When I was a kid I got bad grades. So every end of term when I came home with my report card, I would fear the lectures my dad would give me. Even the times when I thought I had improved, getting a C as a mean grade, it was always met with disdain from my dad. Sometimes I would protest, “But a C is average.” And he would yell at me, “Average? Why do you want to be average!” - as if those words were a literal slap to his face. #AfricanParents
Fast forward to adult life post college, where the label of being average has been a meandering fear in the back of my mind. I was really depressed in college and the first year after completing college. There were opportunities I was capable of going after, talents and skills I could have used to help myself be better, but I never did any of them. Why? Because of fear. Because of fear of failure. And deeper so, fear of performing average.

• **Collected material**:
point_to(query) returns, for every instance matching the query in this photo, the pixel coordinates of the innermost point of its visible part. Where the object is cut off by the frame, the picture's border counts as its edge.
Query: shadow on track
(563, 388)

• **Tasks for this exercise**:
- A) From the essay about the fear of being average, list every thing the writer says they could have gone after or used to better themselves but never did.
- B) In the essay about the fear of being average, what mean grade did the writer get at times when they thought they had improved?

• **Expected outputs**:
- A)
- Opportunities they were capable of going after
- Talents
- Skills

- B) A C.